◆ **Document passage**
Tue Dec 7 17:51:46 CET 2010

Dear Max and...

About 10 years ago, when we began with the first strawbalehouses in Austria
and I wrote the book with Astrid and tried to gather all information about
strawbale-buildings and builders in Europe and the rest of the world(:-), I
had the feeling, that there are some adventurous, hobbit-like, funny, weird
and a lot of completely normal (in the sense of: they try to look like the
neighbours house) strawbale-structures.

So it started in Austria with two very "organic" selfbuild structures and
one carpenter-house, which looked like a normal massive country-house and
nobody saw, that there was straw inside the walls.

In the years I stated, that most of the strawbales were used as a cheap
insulation for the ceiling (by selfbuilders), for cheap small sheds and
cheap garden-houses, cheap extensions and cheap small houses, some for cheap
strawbale-gardening (wanted or not) and only a few (15-20/year) as
professional built mostly prefab-houses.

◆ **Dataset records**
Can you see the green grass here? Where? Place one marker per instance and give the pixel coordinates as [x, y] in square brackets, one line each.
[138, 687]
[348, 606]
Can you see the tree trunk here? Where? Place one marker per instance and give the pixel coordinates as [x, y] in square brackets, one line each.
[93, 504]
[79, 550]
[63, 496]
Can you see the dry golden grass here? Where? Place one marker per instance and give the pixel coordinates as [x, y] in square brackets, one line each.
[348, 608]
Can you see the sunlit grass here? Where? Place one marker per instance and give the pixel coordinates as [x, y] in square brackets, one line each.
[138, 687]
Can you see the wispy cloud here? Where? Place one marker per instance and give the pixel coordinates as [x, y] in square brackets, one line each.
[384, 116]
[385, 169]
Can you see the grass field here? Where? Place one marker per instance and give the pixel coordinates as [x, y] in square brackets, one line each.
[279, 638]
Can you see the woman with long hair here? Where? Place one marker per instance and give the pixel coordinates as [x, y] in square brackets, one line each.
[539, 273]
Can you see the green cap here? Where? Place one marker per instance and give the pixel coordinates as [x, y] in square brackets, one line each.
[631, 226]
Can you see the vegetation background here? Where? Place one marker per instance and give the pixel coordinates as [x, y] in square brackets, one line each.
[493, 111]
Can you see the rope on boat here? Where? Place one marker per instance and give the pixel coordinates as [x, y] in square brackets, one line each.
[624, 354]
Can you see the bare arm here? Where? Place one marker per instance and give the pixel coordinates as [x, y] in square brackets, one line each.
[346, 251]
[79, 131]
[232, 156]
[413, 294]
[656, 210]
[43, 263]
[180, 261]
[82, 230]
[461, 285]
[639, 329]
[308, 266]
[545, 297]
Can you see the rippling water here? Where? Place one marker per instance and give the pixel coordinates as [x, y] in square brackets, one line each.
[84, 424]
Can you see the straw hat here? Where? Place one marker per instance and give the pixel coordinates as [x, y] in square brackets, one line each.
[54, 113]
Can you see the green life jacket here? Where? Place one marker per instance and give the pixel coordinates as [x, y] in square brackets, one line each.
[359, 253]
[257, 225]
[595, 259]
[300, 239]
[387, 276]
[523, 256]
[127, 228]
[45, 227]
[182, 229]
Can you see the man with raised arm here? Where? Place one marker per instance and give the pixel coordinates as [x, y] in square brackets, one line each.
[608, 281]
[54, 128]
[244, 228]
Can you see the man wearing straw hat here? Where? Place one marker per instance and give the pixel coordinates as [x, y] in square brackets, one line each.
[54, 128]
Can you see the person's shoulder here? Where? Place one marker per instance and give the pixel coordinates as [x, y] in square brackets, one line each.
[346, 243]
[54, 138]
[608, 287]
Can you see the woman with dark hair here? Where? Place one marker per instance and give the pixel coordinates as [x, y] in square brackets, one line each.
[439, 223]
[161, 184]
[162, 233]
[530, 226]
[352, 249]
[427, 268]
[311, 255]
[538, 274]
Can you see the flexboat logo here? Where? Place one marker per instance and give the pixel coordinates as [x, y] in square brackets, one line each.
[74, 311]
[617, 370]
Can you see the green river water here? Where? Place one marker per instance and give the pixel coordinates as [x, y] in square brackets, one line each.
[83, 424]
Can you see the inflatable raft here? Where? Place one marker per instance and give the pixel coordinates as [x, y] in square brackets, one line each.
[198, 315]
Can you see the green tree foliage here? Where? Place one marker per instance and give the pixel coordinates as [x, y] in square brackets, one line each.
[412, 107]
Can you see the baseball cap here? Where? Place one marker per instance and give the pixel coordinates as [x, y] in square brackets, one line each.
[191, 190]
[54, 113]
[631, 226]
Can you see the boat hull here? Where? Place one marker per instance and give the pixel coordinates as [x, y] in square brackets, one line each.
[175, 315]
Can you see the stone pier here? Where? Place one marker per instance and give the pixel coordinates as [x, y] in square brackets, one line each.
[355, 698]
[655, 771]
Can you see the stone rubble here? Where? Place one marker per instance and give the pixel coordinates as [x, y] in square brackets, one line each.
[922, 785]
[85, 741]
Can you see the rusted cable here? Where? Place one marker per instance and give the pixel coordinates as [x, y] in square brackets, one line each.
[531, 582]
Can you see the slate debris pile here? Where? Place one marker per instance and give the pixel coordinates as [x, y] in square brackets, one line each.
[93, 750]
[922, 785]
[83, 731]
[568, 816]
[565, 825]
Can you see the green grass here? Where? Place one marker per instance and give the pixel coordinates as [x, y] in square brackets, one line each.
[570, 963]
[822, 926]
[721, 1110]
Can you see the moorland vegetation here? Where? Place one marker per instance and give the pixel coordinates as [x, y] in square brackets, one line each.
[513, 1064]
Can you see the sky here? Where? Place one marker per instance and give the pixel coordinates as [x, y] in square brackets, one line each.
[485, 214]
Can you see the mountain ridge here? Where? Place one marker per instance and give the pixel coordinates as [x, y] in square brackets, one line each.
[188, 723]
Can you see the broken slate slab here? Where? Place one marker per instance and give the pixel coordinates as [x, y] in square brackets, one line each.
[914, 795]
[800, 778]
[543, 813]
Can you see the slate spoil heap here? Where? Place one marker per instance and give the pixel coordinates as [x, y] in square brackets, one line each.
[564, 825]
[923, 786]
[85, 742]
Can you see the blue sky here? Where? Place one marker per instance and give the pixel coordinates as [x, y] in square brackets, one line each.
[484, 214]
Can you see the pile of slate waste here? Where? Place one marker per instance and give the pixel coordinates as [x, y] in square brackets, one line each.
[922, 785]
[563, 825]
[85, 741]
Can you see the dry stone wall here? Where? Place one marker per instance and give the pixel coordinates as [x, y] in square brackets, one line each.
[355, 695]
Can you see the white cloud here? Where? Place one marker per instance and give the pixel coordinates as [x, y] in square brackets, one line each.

◆ **Aim 1**
From the message about strawbale building, list every use of strawbales that the writer says they observed over the years.
◆ **Aim 2**
According to the message about strawbale building, which structures did strawbale building in Austria begin with?
◆ **Aim 3**
Decide whether each statement agrees with the message about strawbale building. Answer yes or no and quote the words that settle it.
(a) The writer wrote the book without a co-author.
(b) In the carpenter-house, the straw inside the walls could not be seen.
(c) Only a few strawbale structures per year were professionally built.

◆ **Complete output 1**
- Cheap insulation for the ceiling (by selfbuilders)
- Cheap small sheds
- Cheap garden-houses
- Cheap extensions
- Cheap small houses
- Cheap strawbale-gardening
- Professionally built, mostly prefab houses

◆ **Complete output 2**
Two very "organic" selfbuild structures and one carpenter-house.

◆ **Complete output 3**
(a) No: "I wrote the book with Astrid"
(b) Yes: "nobody saw, that there was straw inside the walls"
(c) Yes: "only a few (15-20/year) as professional built mostly prefab-houses"